-- ASSIGNMENT --
Could you copy the records below exactly, leaving out any pictures they include?

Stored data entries

>>

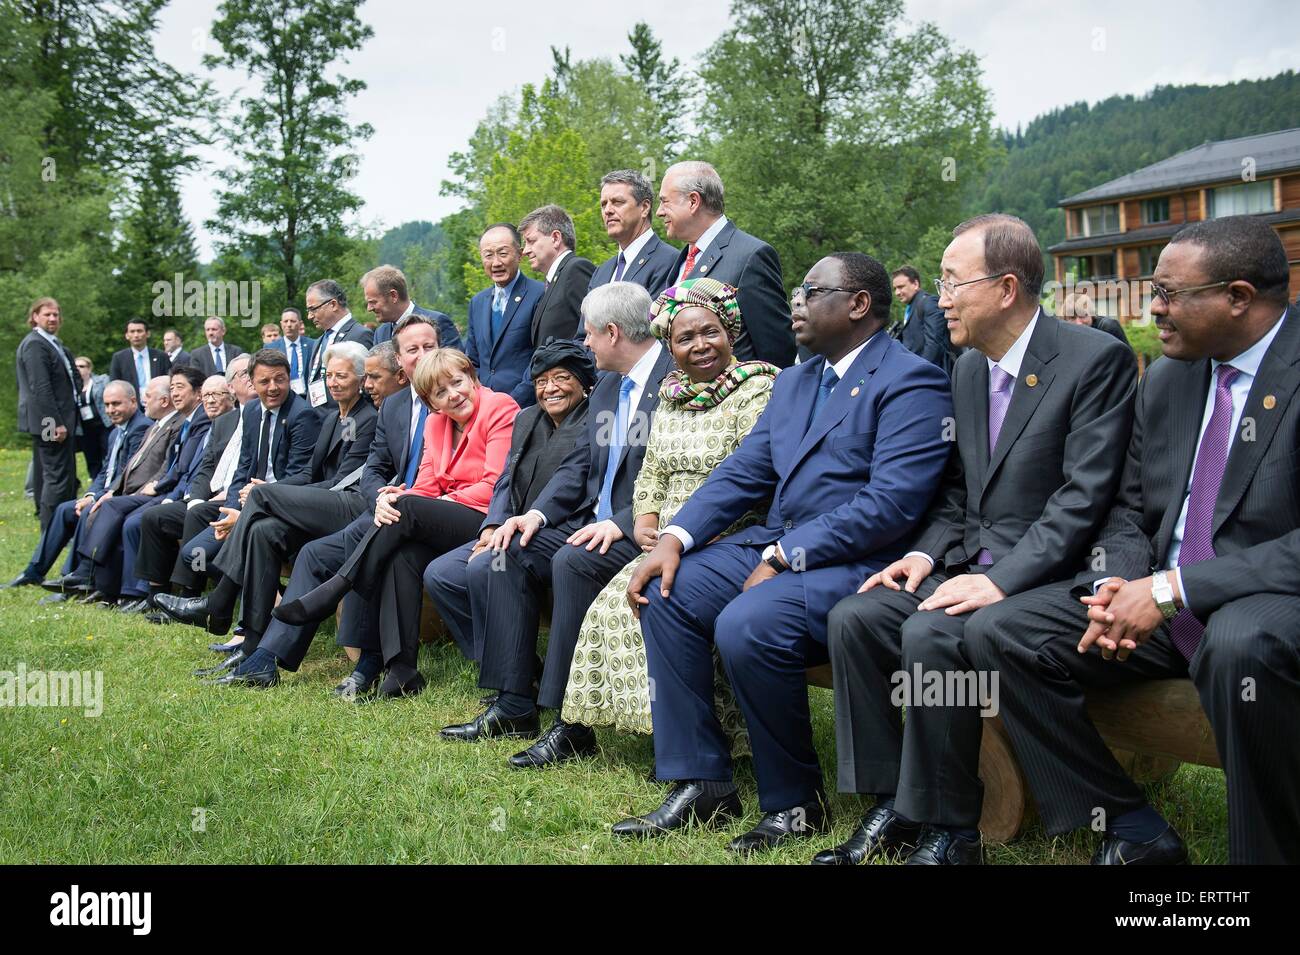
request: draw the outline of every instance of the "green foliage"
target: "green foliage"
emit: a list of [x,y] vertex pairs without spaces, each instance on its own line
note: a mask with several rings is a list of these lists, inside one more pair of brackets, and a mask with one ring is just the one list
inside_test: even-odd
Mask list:
[[348,98],[365,83],[335,76],[332,67],[373,35],[359,6],[224,0],[212,25],[222,52],[204,63],[247,73],[259,88],[221,125],[238,163],[218,173],[224,188],[208,227],[226,239],[223,260],[244,257],[267,282],[262,300],[272,312],[300,305],[311,281],[339,278],[352,248],[348,219],[361,199],[347,185],[358,161],[351,145],[371,128],[346,115]]

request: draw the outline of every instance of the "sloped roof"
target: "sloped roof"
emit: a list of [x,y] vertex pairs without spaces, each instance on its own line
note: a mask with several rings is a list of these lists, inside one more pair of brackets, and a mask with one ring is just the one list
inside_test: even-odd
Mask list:
[[1300,128],[1202,143],[1062,199],[1058,205],[1120,199],[1163,189],[1236,179],[1241,176],[1242,160],[1247,157],[1255,160],[1256,176],[1300,169]]
[[[1257,213],[1258,217],[1276,228],[1280,225],[1289,225],[1293,222],[1300,222],[1300,209],[1283,209],[1280,212],[1261,212]],[[1095,235],[1091,238],[1076,236],[1073,239],[1066,239],[1064,242],[1058,242],[1051,246],[1047,251],[1053,255],[1068,255],[1071,252],[1083,250],[1096,250],[1109,252],[1111,249],[1127,245],[1147,245],[1149,243],[1159,242],[1161,239],[1169,239],[1188,223],[1173,225],[1163,223],[1161,225],[1144,226],[1141,229],[1131,229],[1128,232],[1112,232],[1110,235]]]

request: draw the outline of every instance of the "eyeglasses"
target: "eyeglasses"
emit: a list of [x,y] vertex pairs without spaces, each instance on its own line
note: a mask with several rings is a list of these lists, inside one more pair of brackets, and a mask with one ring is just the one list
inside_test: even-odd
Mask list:
[[997,275],[981,275],[977,279],[967,279],[965,282],[949,282],[945,279],[935,279],[934,290],[939,293],[940,298],[943,298],[945,292],[947,292],[948,296],[951,298],[953,293],[963,285],[974,285],[976,282],[987,282],[989,279],[1000,279],[1006,274],[1006,272],[999,272]]
[[811,301],[818,295],[824,295],[827,292],[865,292],[862,288],[840,288],[837,285],[811,285],[804,282],[802,285],[796,285],[790,289],[790,304],[793,305],[796,299],[803,299],[805,302]]
[[1176,299],[1178,296],[1185,295],[1188,292],[1204,292],[1206,289],[1221,288],[1224,285],[1231,285],[1231,284],[1232,284],[1231,281],[1225,280],[1223,282],[1211,282],[1208,285],[1189,285],[1187,288],[1170,289],[1170,288],[1165,288],[1163,285],[1157,285],[1156,283],[1152,282],[1151,294],[1154,295],[1156,298],[1160,299],[1160,301],[1164,302],[1166,305],[1168,305],[1171,302],[1173,302],[1173,300]]
[[215,401],[218,398],[225,398],[229,394],[230,392],[228,391],[205,391],[200,395],[200,397],[204,401],[209,401],[209,400]]
[[324,308],[326,305],[328,305],[328,304],[329,304],[330,302],[332,302],[332,301],[334,301],[334,299],[332,299],[332,298],[327,298],[327,299],[325,299],[325,301],[320,302],[320,303],[317,304],[317,305],[308,305],[308,306],[307,306],[307,314],[308,314],[308,315],[315,315],[317,311],[319,311],[320,309]]
[[574,377],[567,371],[557,371],[552,375],[545,375],[541,378],[535,379],[533,384],[535,384],[538,390],[540,390],[548,385],[558,385],[563,388],[565,385],[572,384],[573,381]]

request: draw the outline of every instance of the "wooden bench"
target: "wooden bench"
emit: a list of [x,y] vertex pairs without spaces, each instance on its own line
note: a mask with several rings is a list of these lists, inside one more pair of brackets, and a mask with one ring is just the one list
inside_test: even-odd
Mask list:
[[[831,686],[830,664],[808,670],[811,686]],[[1129,687],[1093,690],[1088,714],[1137,782],[1171,775],[1180,763],[1219,766],[1214,731],[1191,680],[1150,680]],[[980,831],[990,842],[1010,842],[1033,815],[1024,773],[999,717],[984,720],[980,745],[984,810]]]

<<

-- ANSWER AREA --
request: draw the outline of every instance of the "green foliage"
target: "green foliage"
emit: a list of [x,y] vertex pairs without spaces, each instance on its own line
note: a mask with several rings is a list of these lists, inside one more pair of brackets, and a mask with one ring is just the one list
inside_test: even-odd
Mask list:
[[348,98],[365,83],[335,76],[332,67],[373,35],[359,6],[224,0],[212,25],[222,52],[204,63],[247,73],[259,88],[221,125],[238,163],[218,173],[224,188],[208,227],[226,239],[223,260],[244,257],[267,282],[262,300],[272,312],[300,305],[311,281],[339,278],[352,248],[348,219],[361,199],[347,185],[358,161],[351,145],[371,128],[346,115]]

request: draw the outline of every instance of the "sloped roof"
target: "sloped roof"
emit: a list of [x,y] vertex pairs without spaces, each instance on its own line
note: a mask with several rings is a list of these lists, inside one more pair of brackets, and a mask with one ring is just the one list
inside_test: even-odd
Mask list:
[[1300,128],[1202,143],[1062,199],[1058,205],[1120,199],[1163,189],[1236,179],[1241,176],[1242,160],[1247,157],[1255,160],[1256,176],[1300,169]]
[[[1257,213],[1258,217],[1276,228],[1280,225],[1289,225],[1293,222],[1300,222],[1300,209],[1283,209],[1280,212],[1261,212]],[[1095,235],[1091,238],[1076,236],[1073,239],[1066,239],[1064,242],[1058,242],[1051,246],[1047,251],[1053,255],[1068,255],[1071,252],[1083,250],[1096,250],[1109,252],[1111,249],[1127,245],[1147,245],[1149,243],[1159,242],[1161,239],[1169,239],[1188,223],[1173,225],[1163,223],[1161,225],[1144,226],[1141,229],[1131,229],[1128,232],[1112,232],[1110,235]]]

request: draw the outline of every instance of the "eyeglasses"
target: "eyeglasses"
emit: a list of [x,y] vertex pairs without spaces, each instance on its own line
note: a mask with several rings is a list of these lists, inside one more pair of brackets, and a mask with one ring is just the one list
inside_test: even-odd
Mask list:
[[997,275],[981,275],[977,279],[967,279],[965,282],[949,282],[945,279],[935,279],[934,290],[939,293],[940,298],[943,298],[945,292],[947,292],[948,296],[951,298],[953,293],[963,285],[974,285],[976,282],[987,282],[989,279],[1000,279],[1006,274],[1006,272],[999,272]]
[[811,301],[818,295],[824,295],[827,292],[865,292],[862,288],[840,288],[837,285],[811,285],[804,282],[802,285],[796,285],[790,289],[790,304],[793,305],[796,299],[803,299],[805,302]]
[[1176,299],[1178,296],[1185,295],[1188,292],[1204,292],[1206,289],[1221,288],[1224,285],[1231,285],[1231,284],[1232,284],[1231,281],[1225,280],[1223,282],[1211,282],[1208,285],[1189,285],[1187,288],[1170,289],[1170,288],[1165,288],[1163,285],[1157,285],[1156,283],[1152,282],[1151,294],[1154,295],[1156,298],[1160,299],[1160,301],[1164,302],[1166,305],[1168,305],[1171,302],[1173,302],[1173,300]]
[[215,401],[218,398],[225,398],[229,394],[230,392],[228,391],[205,391],[200,395],[200,397],[204,401],[209,401],[209,400]]
[[324,308],[326,305],[328,305],[328,304],[329,304],[330,302],[332,302],[332,301],[334,301],[334,299],[332,299],[332,298],[327,298],[327,299],[325,299],[325,301],[320,302],[320,303],[317,304],[317,305],[308,305],[308,306],[307,306],[307,314],[308,314],[308,315],[315,315],[317,311],[319,311],[320,309]]
[[574,377],[567,371],[557,371],[552,375],[545,375],[541,378],[535,379],[533,384],[535,384],[538,390],[540,390],[548,385],[558,385],[563,388],[565,385],[572,384],[573,381]]

request: draw the outline of every instance of the "wooden bench"
target: "wooden bench"
emit: a list of [x,y] vertex pairs without spaces, each instance on its own line
note: a mask with several rings is a list of these lists, inside one more pair of brackets, and a mask with one ring is just the one list
inside_test: even-odd
Mask list:
[[[831,686],[830,664],[808,670],[811,686]],[[1129,687],[1093,690],[1088,714],[1137,782],[1171,775],[1180,763],[1219,766],[1214,731],[1191,680],[1150,680]],[[980,831],[990,842],[1010,842],[1033,815],[1024,773],[999,717],[984,720],[980,745],[984,810]]]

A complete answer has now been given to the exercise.